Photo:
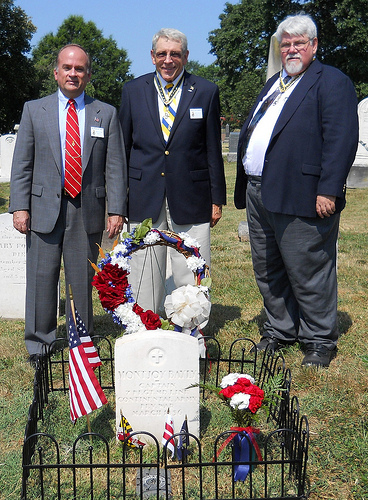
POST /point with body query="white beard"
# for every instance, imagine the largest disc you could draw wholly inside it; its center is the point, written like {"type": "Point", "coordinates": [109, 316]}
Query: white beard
{"type": "Point", "coordinates": [293, 67]}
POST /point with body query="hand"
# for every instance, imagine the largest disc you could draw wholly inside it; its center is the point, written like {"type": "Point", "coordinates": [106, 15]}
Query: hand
{"type": "Point", "coordinates": [22, 221]}
{"type": "Point", "coordinates": [216, 214]}
{"type": "Point", "coordinates": [325, 205]}
{"type": "Point", "coordinates": [115, 225]}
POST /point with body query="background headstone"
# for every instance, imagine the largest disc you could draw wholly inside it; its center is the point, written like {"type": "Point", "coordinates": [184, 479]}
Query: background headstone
{"type": "Point", "coordinates": [358, 175]}
{"type": "Point", "coordinates": [7, 144]}
{"type": "Point", "coordinates": [233, 146]}
{"type": "Point", "coordinates": [153, 370]}
{"type": "Point", "coordinates": [13, 269]}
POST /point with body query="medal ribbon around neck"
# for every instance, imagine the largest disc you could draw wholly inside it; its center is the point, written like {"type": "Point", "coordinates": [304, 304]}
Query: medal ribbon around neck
{"type": "Point", "coordinates": [284, 86]}
{"type": "Point", "coordinates": [171, 94]}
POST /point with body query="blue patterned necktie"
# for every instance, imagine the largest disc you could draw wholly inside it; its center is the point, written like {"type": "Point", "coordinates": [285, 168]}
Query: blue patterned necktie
{"type": "Point", "coordinates": [169, 113]}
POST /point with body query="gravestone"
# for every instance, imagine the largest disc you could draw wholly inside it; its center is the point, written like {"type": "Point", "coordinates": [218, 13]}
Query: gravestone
{"type": "Point", "coordinates": [233, 146]}
{"type": "Point", "coordinates": [7, 144]}
{"type": "Point", "coordinates": [153, 370]}
{"type": "Point", "coordinates": [358, 175]}
{"type": "Point", "coordinates": [13, 269]}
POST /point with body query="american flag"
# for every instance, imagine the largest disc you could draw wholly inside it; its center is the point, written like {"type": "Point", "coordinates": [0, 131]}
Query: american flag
{"type": "Point", "coordinates": [84, 337]}
{"type": "Point", "coordinates": [168, 433]}
{"type": "Point", "coordinates": [124, 432]}
{"type": "Point", "coordinates": [85, 393]}
{"type": "Point", "coordinates": [182, 448]}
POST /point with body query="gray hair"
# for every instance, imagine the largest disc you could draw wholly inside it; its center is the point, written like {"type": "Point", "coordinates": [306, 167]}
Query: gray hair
{"type": "Point", "coordinates": [89, 61]}
{"type": "Point", "coordinates": [298, 25]}
{"type": "Point", "coordinates": [170, 34]}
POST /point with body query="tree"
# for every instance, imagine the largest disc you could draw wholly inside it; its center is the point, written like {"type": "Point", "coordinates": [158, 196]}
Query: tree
{"type": "Point", "coordinates": [110, 66]}
{"type": "Point", "coordinates": [241, 45]}
{"type": "Point", "coordinates": [342, 33]}
{"type": "Point", "coordinates": [16, 70]}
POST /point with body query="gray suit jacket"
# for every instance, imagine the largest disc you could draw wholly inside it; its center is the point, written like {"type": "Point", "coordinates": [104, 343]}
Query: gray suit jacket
{"type": "Point", "coordinates": [36, 177]}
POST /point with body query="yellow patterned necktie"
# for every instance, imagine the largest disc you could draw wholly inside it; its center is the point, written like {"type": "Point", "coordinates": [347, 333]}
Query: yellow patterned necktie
{"type": "Point", "coordinates": [169, 113]}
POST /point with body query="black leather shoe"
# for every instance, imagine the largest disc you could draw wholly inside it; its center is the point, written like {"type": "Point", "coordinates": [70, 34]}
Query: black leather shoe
{"type": "Point", "coordinates": [270, 343]}
{"type": "Point", "coordinates": [318, 356]}
{"type": "Point", "coordinates": [35, 360]}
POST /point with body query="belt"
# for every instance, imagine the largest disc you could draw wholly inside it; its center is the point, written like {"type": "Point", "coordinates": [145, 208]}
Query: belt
{"type": "Point", "coordinates": [254, 178]}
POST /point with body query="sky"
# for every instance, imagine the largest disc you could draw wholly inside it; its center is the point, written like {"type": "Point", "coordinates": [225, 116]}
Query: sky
{"type": "Point", "coordinates": [132, 23]}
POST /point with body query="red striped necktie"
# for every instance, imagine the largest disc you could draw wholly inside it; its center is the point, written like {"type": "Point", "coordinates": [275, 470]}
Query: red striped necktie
{"type": "Point", "coordinates": [73, 158]}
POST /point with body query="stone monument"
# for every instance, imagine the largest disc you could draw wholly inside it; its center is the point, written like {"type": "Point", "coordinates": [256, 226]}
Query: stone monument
{"type": "Point", "coordinates": [358, 176]}
{"type": "Point", "coordinates": [13, 269]}
{"type": "Point", "coordinates": [233, 146]}
{"type": "Point", "coordinates": [153, 372]}
{"type": "Point", "coordinates": [7, 144]}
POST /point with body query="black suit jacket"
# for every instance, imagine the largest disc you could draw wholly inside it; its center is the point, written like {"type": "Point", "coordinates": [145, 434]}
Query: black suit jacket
{"type": "Point", "coordinates": [188, 169]}
{"type": "Point", "coordinates": [312, 146]}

> **DIRECTIVE**:
Reproduce the material word for word, minus the images.

> **TASK RESPONSE**:
Photo:
POST /point with body query="white beard"
# for every instance, imagine the largest disc you could draw wholly inside it; its center is the point, written like {"type": "Point", "coordinates": [109, 316]}
Query: white beard
{"type": "Point", "coordinates": [293, 67]}
POST /point with body query="hand"
# for every instance, imagine the largest disc you could draw wholly inside it; its center is the point, written like {"type": "Point", "coordinates": [106, 15]}
Query: hand
{"type": "Point", "coordinates": [22, 221]}
{"type": "Point", "coordinates": [216, 214]}
{"type": "Point", "coordinates": [325, 205]}
{"type": "Point", "coordinates": [115, 225]}
POST /point with body query="background headstone"
# for every instance, imagine the largest disc you could draw wholly inside it; its center is the point, written like {"type": "Point", "coordinates": [184, 479]}
Query: background headstone
{"type": "Point", "coordinates": [358, 175]}
{"type": "Point", "coordinates": [7, 144]}
{"type": "Point", "coordinates": [233, 146]}
{"type": "Point", "coordinates": [153, 370]}
{"type": "Point", "coordinates": [13, 269]}
POST /point with body query="medal ribbon around neck"
# for every instance, imagine the largest disc you could draw wholly inside it; its center is the point, written like {"type": "Point", "coordinates": [304, 304]}
Query: medal ribbon around neck
{"type": "Point", "coordinates": [284, 86]}
{"type": "Point", "coordinates": [171, 94]}
POST /point with body query="blue patterned necktie"
# for every instance, imagine the largest disc you could draw wholly inside it; its center is the point, written like {"type": "Point", "coordinates": [285, 168]}
Query: blue patterned necktie
{"type": "Point", "coordinates": [169, 113]}
POST /point with body query="gravestone"
# for every instance, imagine the largest disc you could draw wholly inside it; its center is the point, written like {"type": "Point", "coordinates": [218, 13]}
Query: gravestone
{"type": "Point", "coordinates": [233, 146]}
{"type": "Point", "coordinates": [7, 144]}
{"type": "Point", "coordinates": [153, 370]}
{"type": "Point", "coordinates": [358, 175]}
{"type": "Point", "coordinates": [13, 269]}
POST /point with body query="american flag"
# for every instance, imagine the largest disc you could draw wholly inside it; its center is the point, written like {"type": "Point", "coordinates": [0, 131]}
Query: american flag
{"type": "Point", "coordinates": [84, 337]}
{"type": "Point", "coordinates": [168, 433]}
{"type": "Point", "coordinates": [124, 432]}
{"type": "Point", "coordinates": [85, 393]}
{"type": "Point", "coordinates": [182, 448]}
POST /point with body query="gray hair"
# for every instance, imagine the largest disc you could draw wholly inside it; its center is the point, written like {"type": "Point", "coordinates": [306, 167]}
Query: gray hair
{"type": "Point", "coordinates": [89, 61]}
{"type": "Point", "coordinates": [298, 25]}
{"type": "Point", "coordinates": [170, 34]}
POST /point with body query="tree"
# for every instance, imagine the largest disc you could draw wholly inside it; its center is the point, written like {"type": "Point", "coordinates": [158, 196]}
Query: tree
{"type": "Point", "coordinates": [110, 66]}
{"type": "Point", "coordinates": [241, 45]}
{"type": "Point", "coordinates": [342, 33]}
{"type": "Point", "coordinates": [16, 70]}
POST /point with body query="gray suit jacket"
# for every instance, imagine the largest disc you could draw wholly inside it; its center is the point, written like {"type": "Point", "coordinates": [104, 343]}
Query: gray suit jacket
{"type": "Point", "coordinates": [36, 177]}
POST /point with body query="yellow patterned necktie"
# for every instance, imagine the largest disc you could draw wholly inside it; its center is the point, written like {"type": "Point", "coordinates": [347, 333]}
Query: yellow patterned necktie
{"type": "Point", "coordinates": [169, 113]}
POST /point with body query="black leather shoe"
# for every instance, imagine the largest disc you could draw wholly inside it; its center is the point, written like {"type": "Point", "coordinates": [70, 34]}
Query: black leather shoe
{"type": "Point", "coordinates": [270, 343]}
{"type": "Point", "coordinates": [318, 356]}
{"type": "Point", "coordinates": [35, 360]}
POST /point with body query="belt"
# for every instance, imagine the largest disc you could draw wholly inside it; its center is the point, written like {"type": "Point", "coordinates": [145, 208]}
Query: belt
{"type": "Point", "coordinates": [254, 178]}
POST /point with body query="sky"
# for every instance, imagine the largest disc you could draw wholly inside it; its center is the point, written like {"type": "Point", "coordinates": [225, 116]}
Query: sky
{"type": "Point", "coordinates": [132, 23]}
POST /point with body query="red striped necktie"
# for every instance, imagine the largest disc you could draw wholly inside it; its center is the point, written like {"type": "Point", "coordinates": [275, 470]}
Query: red striped necktie
{"type": "Point", "coordinates": [73, 158]}
POST /point with body query="stone monument"
# for every instance, imagine the largest disc you could draw wholly inside it; its center is the point, written like {"type": "Point", "coordinates": [256, 226]}
Query: stone monument
{"type": "Point", "coordinates": [358, 176]}
{"type": "Point", "coordinates": [13, 269]}
{"type": "Point", "coordinates": [233, 146]}
{"type": "Point", "coordinates": [153, 372]}
{"type": "Point", "coordinates": [7, 144]}
POST /point with body query="black suit jacket"
# for every instance, imagine the largest disc you could draw wholly inside it; its center is the point, written like {"type": "Point", "coordinates": [145, 434]}
Query: black suit jacket
{"type": "Point", "coordinates": [188, 169]}
{"type": "Point", "coordinates": [312, 146]}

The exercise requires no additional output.